- [Problem]
Print the records exactly and in full, please; the pictures stay out.

- [Given information]
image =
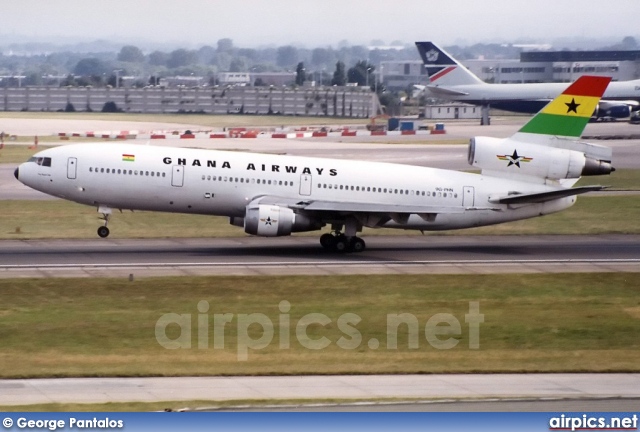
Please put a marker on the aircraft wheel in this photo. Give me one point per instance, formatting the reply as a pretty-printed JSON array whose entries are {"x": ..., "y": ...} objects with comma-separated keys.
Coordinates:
[
  {"x": 357, "y": 244},
  {"x": 327, "y": 241},
  {"x": 342, "y": 244},
  {"x": 103, "y": 232}
]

- [Task response]
image =
Please put a marker on the aircraft wheel in this photo. Give me one point per instance, formatting the reply as a pretty-printed JSON array whose entries are {"x": ..., "y": ...} objects with comma-separated keys.
Coordinates:
[
  {"x": 357, "y": 244},
  {"x": 327, "y": 241},
  {"x": 342, "y": 244},
  {"x": 103, "y": 232}
]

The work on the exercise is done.